### WHAT YOU WILL DO
a) According to the article on David Cameron and GM crops, what percentage of people opposed the technology in the YouGov survey?
b) Extend the article on David Cameron backing GM crops, picking up right after its final sentence.

### SOURCE DOCUMENT
=== Begin Enclosure ===

British PM  backs genetically modified crops to prove Britain is pro-science

David Cameron has given the clearest signal yet that the government wants to see controversial genetically-modified crops grown across the country.

The Prime Minister told a conference of entrepreneurs that Britain needs to take a ‘really good look again’ at its policy on GM food if it is to prove it is a ‘pro-science’ country.

The intervention from Mr Cameron that he wants to see a GM free-for-all across the UK will alarm those who deride genetic modification as ‘Frankenscience’.

It emerged earlier this week that ministers are to push the European Union to relax restrictions on the cultivation of GM crops for human consumption.

But it is the first time that the Prime Minister has spoken up in favour of the idea. In opposition he was seen as being sceptical of GM crops.

Advocates argue that GM techniques increase crop yields, avoid the need for pesticides, and could be essential in assuring Britain's future food security.

However, any relaxation of current restrictions will be in the teeth of much opposition. A survey by YouGov out today found only 21 per cent of the population supported the technology, while 35 per cent opposed it.

Mr Cameron made the comments as he addressed an audience of scientists and business leaders in London at an innovation summit linked to the UK's leadership of the G8 group of the world's richest nations.

He said: ‘We need to make sure we are a very pro-science country. I think there are one or two subjects there we need to take on. I think it's time we had a really good look again at GM food and all of that.  ‘I think we need to be open to be open to arguments from science.’

The government is reported to be ready to call for EU restrictions on cultivation of the crops for human consumption to be relaxed.

The coalition has allowed small-scale cultivation trials for GM food but widespread use is effectively banned.

Some GM products are contained in imported foods, but most supermarkets have banned the ingredients from their own-brand products because of public unease about the material.

Earlier this week, science minister David Willetts supported calls for controls on GM crops to be weakened to make it easier for Britain’s farmers to grow them.

'We believe that GM crops can help make agriculture more efficient and also just as importantly more sustainable, by, for example, reducing the use of pesticides and the use of fossil fuels,' he said.

=== End Enclosure ===

### Collected data
=== Begin Enclosure ===

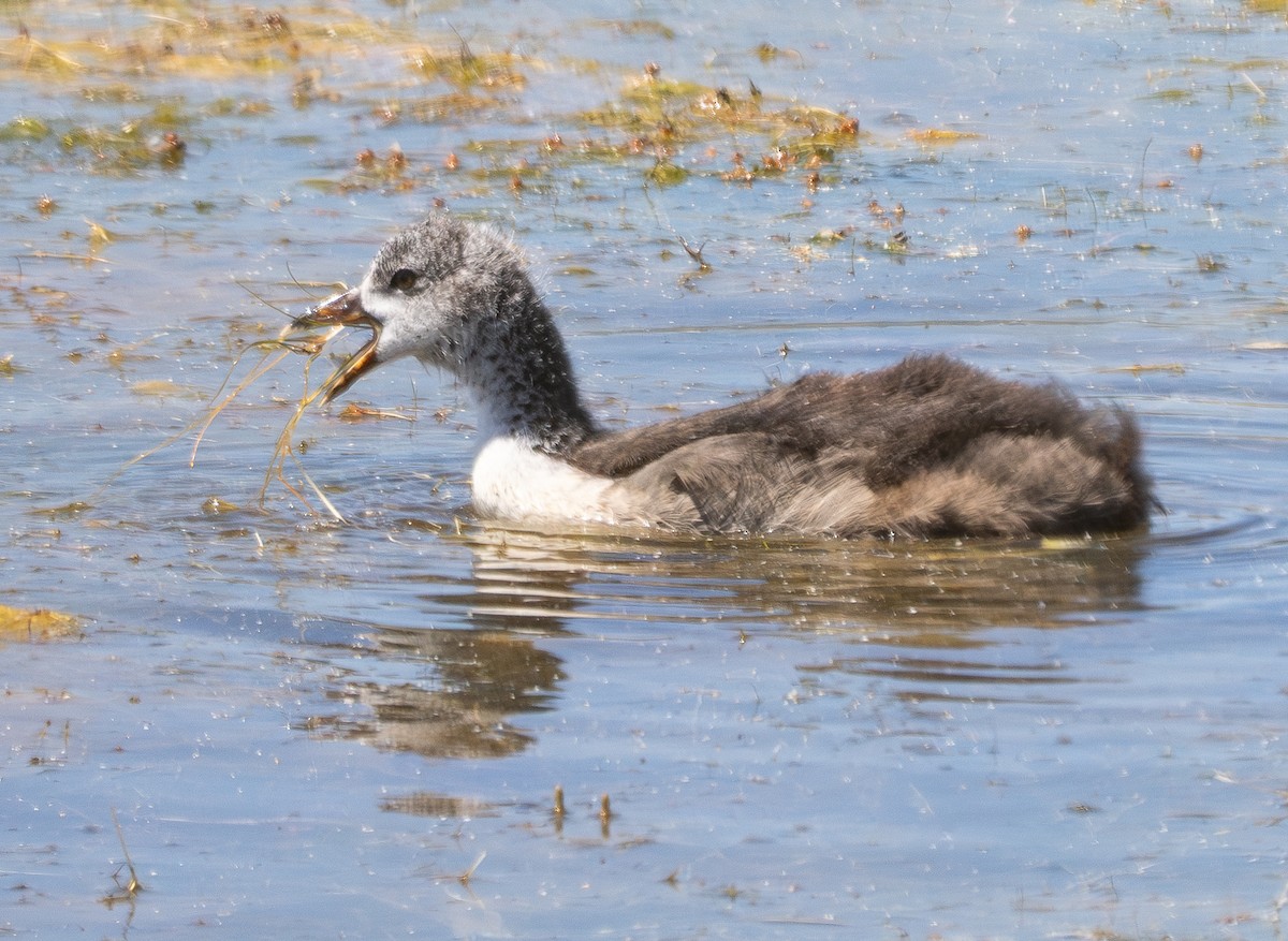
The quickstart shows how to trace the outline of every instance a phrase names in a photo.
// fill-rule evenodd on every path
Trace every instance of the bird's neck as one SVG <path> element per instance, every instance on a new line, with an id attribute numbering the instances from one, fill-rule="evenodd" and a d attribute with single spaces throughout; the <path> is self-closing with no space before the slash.
<path id="1" fill-rule="evenodd" d="M 522 310 L 506 310 L 506 303 Z M 545 305 L 532 293 L 502 300 L 495 330 L 460 375 L 479 409 L 482 438 L 514 438 L 565 454 L 590 436 L 572 363 Z M 510 315 L 513 314 L 513 315 Z"/>

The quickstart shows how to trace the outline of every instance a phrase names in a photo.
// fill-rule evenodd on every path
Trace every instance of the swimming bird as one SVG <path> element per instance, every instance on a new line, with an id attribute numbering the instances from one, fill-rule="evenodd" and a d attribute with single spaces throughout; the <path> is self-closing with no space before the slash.
<path id="1" fill-rule="evenodd" d="M 519 247 L 444 212 L 394 234 L 362 283 L 298 323 L 372 331 L 323 402 L 407 357 L 469 390 L 486 517 L 923 538 L 1105 533 L 1144 524 L 1151 506 L 1124 411 L 947 355 L 809 373 L 725 408 L 605 430 Z"/>

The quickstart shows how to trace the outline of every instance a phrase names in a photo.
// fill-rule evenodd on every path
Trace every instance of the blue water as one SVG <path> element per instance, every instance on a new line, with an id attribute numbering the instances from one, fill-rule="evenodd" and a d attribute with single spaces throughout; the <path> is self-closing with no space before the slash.
<path id="1" fill-rule="evenodd" d="M 0 8 L 0 604 L 84 619 L 0 648 L 0 933 L 1278 937 L 1282 10 L 269 13 Z M 523 80 L 465 102 L 408 64 L 462 41 Z M 665 106 L 687 135 L 587 117 L 645 63 L 701 86 Z M 694 117 L 752 82 L 773 120 Z M 804 156 L 723 179 L 842 117 L 817 185 Z M 1055 545 L 506 532 L 469 508 L 462 396 L 407 364 L 346 399 L 415 421 L 296 430 L 344 523 L 259 505 L 298 362 L 193 466 L 191 431 L 129 463 L 435 200 L 515 232 L 607 421 L 947 350 L 1131 409 L 1167 514 Z M 122 838 L 143 891 L 107 904 Z"/>

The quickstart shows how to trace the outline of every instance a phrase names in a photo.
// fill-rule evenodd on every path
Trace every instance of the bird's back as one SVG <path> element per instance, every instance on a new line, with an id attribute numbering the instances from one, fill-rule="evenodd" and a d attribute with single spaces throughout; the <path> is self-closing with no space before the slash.
<path id="1" fill-rule="evenodd" d="M 1110 532 L 1151 502 L 1130 416 L 942 355 L 600 433 L 569 460 L 703 532 Z"/>

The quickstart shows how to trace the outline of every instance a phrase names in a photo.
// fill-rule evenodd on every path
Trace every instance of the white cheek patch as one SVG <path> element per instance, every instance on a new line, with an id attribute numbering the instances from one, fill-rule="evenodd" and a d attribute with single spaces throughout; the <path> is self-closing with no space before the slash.
<path id="1" fill-rule="evenodd" d="M 380 323 L 380 340 L 376 344 L 376 358 L 380 362 L 415 355 L 433 341 L 433 324 L 417 323 L 411 317 L 411 299 L 375 288 L 371 275 L 363 279 L 358 296 L 362 309 Z"/>

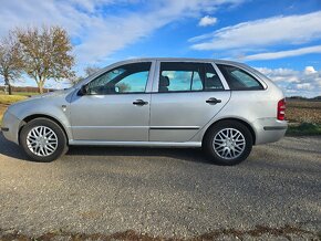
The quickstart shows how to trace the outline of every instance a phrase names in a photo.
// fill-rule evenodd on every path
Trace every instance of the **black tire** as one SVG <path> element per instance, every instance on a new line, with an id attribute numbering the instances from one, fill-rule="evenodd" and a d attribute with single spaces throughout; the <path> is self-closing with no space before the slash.
<path id="1" fill-rule="evenodd" d="M 50 155 L 40 156 L 31 151 L 28 147 L 28 135 L 29 133 L 35 128 L 44 126 L 52 130 L 55 134 L 55 137 L 58 139 L 56 144 L 54 145 L 55 149 Z M 59 159 L 62 155 L 64 155 L 68 151 L 68 140 L 66 136 L 63 132 L 63 129 L 53 120 L 48 118 L 34 118 L 30 122 L 28 122 L 21 129 L 20 136 L 19 136 L 20 145 L 22 146 L 24 153 L 30 157 L 33 161 L 39 163 L 50 163 L 55 159 Z M 35 151 L 37 153 L 37 151 Z"/>
<path id="2" fill-rule="evenodd" d="M 227 129 L 232 129 L 234 133 L 237 132 L 241 133 L 242 136 L 239 135 L 239 138 L 244 139 L 245 142 L 237 140 L 238 144 L 240 143 L 240 145 L 238 146 L 239 149 L 237 150 L 239 153 L 237 155 L 234 155 L 235 157 L 232 157 L 232 154 L 228 154 L 230 156 L 225 158 L 222 156 L 227 154 L 228 150 L 226 150 L 226 153 L 224 154 L 221 153 L 219 154 L 219 151 L 225 151 L 222 149 L 228 148 L 226 148 L 222 145 L 229 146 L 231 145 L 231 148 L 234 149 L 232 153 L 236 153 L 235 151 L 236 149 L 234 147 L 234 145 L 236 145 L 236 140 L 231 138 L 231 140 L 228 140 L 231 143 L 228 144 L 222 140 L 216 140 L 216 144 L 214 145 L 214 138 L 215 137 L 219 138 L 220 136 L 222 136 L 221 135 L 222 133 L 226 134 L 226 132 L 228 132 Z M 220 142 L 222 143 L 221 145 Z M 224 166 L 232 166 L 244 161 L 249 156 L 252 149 L 252 144 L 253 144 L 252 135 L 247 126 L 237 120 L 221 120 L 211 126 L 210 129 L 206 133 L 206 136 L 204 137 L 203 140 L 203 149 L 206 151 L 206 154 L 215 164 Z M 229 153 L 231 153 L 231 150 L 229 150 Z"/>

=== End Enclosure ===

### ANSWERS PER TASK
a) 35 percent

b)
A European Commission analysis of 130 research projects carried out by 500 groups over 25 years concluded in 2010 that there is 'no scientific evidence associating genetically-modified organisms with higher risks for the environment or food and feed safety than conventional plants or organisms'.

But opponents of GM crops argue that it is far too early to conclude that the technique is safe – including many farmers, with a quarter of those surveyed saying they would not cultivate them under any circumstances.

They are concerned that GM crops could foster stronger pests, diseases and weeds that evolve to adapt to engineered plants.

Mr Cameron also used the innovation event to launch a prize fund, with £1million of taxpayers' money, to encourage revolutionary new ideas aimed at solving the world's biggest problem.

He said the modern version of the 1714 Longitude Prize would be a ‘Britain's Got Talent’ for innovators.

‘There are so many problems in our world that need that amazing solution, whether it is a cure for dementia, solving the problem of diabetes, having a flight from Britain to New York that's carbon free,’ he said.

‘Let's challenge the public and challenge the scientists for which is the great problem we want to crack.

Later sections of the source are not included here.